--- Dostarczony tekst ---
Gdy zostalam sama w oczekiwaniu na powrot przyjaciolki weszlam do pokoju Mateusza aby otworzyc okno i przewietrzyc ten zaduch, ktory wypelnial caly dom.
Gdy uchylilam okno, wychodzac z pokoju uslyszalam pewien dzwiek...odwrocilam sie i zobaczylam,ze przez otwarte okno wlecial do pokoju piekny niebiesko-fioletowy golab...wygladal jak cudo, taki piekny, delikatny i tajemniczy....
Jak zahipnotyzowana stalam w progu i patrzylam na jego piekne oczy, ktorymi na mnie patrzyl....patrzyl nieustannie...
Wrocilam, usiadlam na lozku Mateusza a on wlecial dalej i usiadl na oparciu kanapy.
Lzy plynely mi po policzkach a on siedzial i patrzyl, w jego oczach dostrzeglam piekno, nieopisany spokoj i wyciszenie....

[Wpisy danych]
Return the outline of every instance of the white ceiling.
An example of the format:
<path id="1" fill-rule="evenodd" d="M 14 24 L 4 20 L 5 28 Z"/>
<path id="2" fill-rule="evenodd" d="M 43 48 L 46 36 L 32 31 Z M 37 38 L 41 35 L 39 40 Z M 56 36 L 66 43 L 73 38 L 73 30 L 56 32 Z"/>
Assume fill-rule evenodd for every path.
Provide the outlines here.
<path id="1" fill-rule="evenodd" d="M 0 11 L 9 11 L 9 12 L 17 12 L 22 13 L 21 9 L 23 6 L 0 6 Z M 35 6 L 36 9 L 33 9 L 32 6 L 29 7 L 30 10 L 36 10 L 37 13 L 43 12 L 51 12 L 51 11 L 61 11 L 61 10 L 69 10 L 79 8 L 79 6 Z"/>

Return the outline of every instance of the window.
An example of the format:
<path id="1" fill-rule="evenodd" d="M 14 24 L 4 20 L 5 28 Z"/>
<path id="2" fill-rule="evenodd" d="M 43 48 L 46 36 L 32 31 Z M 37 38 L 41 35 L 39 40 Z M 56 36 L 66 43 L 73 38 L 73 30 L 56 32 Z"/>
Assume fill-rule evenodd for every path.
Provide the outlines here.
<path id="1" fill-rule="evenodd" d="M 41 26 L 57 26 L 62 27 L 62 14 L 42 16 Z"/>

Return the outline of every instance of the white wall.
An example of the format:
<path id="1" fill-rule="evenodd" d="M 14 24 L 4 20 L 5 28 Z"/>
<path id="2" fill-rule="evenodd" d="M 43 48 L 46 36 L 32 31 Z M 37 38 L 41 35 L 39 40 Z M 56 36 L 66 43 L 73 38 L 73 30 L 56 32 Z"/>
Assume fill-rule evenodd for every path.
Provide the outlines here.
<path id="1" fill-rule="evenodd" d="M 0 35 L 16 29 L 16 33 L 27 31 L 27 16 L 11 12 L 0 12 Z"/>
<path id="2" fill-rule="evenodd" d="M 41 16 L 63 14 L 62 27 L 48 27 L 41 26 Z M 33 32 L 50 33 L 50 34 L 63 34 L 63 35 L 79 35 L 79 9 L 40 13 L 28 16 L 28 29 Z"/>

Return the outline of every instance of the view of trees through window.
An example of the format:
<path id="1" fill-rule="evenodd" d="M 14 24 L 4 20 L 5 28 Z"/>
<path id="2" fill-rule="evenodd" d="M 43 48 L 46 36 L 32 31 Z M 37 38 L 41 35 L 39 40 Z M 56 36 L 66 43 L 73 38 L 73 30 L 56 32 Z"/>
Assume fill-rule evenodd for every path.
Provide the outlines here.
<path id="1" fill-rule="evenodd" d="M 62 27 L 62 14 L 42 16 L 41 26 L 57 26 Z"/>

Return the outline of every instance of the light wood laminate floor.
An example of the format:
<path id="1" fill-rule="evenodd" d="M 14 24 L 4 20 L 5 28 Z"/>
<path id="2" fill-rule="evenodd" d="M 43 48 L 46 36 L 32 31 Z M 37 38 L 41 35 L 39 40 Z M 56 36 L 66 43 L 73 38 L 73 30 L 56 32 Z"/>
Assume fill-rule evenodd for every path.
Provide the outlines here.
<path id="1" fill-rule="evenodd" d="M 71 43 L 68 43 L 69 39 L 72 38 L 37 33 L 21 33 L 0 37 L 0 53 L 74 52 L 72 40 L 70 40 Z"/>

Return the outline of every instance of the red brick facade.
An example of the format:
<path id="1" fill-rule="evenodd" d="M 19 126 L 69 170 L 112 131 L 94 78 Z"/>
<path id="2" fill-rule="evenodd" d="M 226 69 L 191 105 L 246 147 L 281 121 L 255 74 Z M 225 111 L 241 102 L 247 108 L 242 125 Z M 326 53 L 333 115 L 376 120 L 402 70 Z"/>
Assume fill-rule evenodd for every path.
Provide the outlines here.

--- Zadanie A ---
Przepisz słowo w słowo cały tekst o gołębiu, który wleciał do pokoju.
--- Zadanie B ---
Przytocz dosłownie fragment listy: zacznij od wiersza zawierającego „Return the outline of every instance of the red”, a skończ na wierszu zawierającym „226 69 L 191”. Oba te wiersze mają się znaleźć w odpowiedzi.

--- Odpowiedź pisemna A ---
Gdy zostalam sama w oczekiwaniu na powrot przyjaciolki weszlam do pokoju Mateusza aby otworzyc okno i przewietrzyc ten zaduch, ktory wypelnial caly dom.
Gdy uchylilam okno, wychodzac z pokoju uslyszalam pewien dzwiek...odwrocilam sie i zobaczylam,ze przez otwarte okno wlecial do pokoju piekny niebiesko-fioletowy golab...wygladal jak cudo, taki piekny, delikatny i tajemniczy....
Jak zahipnotyzowana stalam w progu i patrzylam na jego piekne oczy, ktorymi na mnie patrzyl....patrzyl nieustannie...
Wrocilam, usiadlam na lozku Mateusza a on wlecial dalej i usiadl na oparciu kanapy.
Lzy plynely mi po policzkach a on siedzial i patrzyl, w jego oczach dostrzeglam piekno, nieopisany spokoj i wyciszenie....

--- Odpowiedź pisemna B ---
Return the outline of every instance of the red brick facade.
An example of the format:
<path id="1" fill-rule="evenodd" d="M 19 126 L 69 170 L 112 131 L 94 78 Z"/>
<path id="2" fill-rule="evenodd" d="M 226 69 L 191 105 L 246 147 L 281 121 L 255 74 Z M 225 111 L 241 102 L 247 108 L 242 125 Z M 326 53 L 333 115 L 376 120 L 402 70 Z"/>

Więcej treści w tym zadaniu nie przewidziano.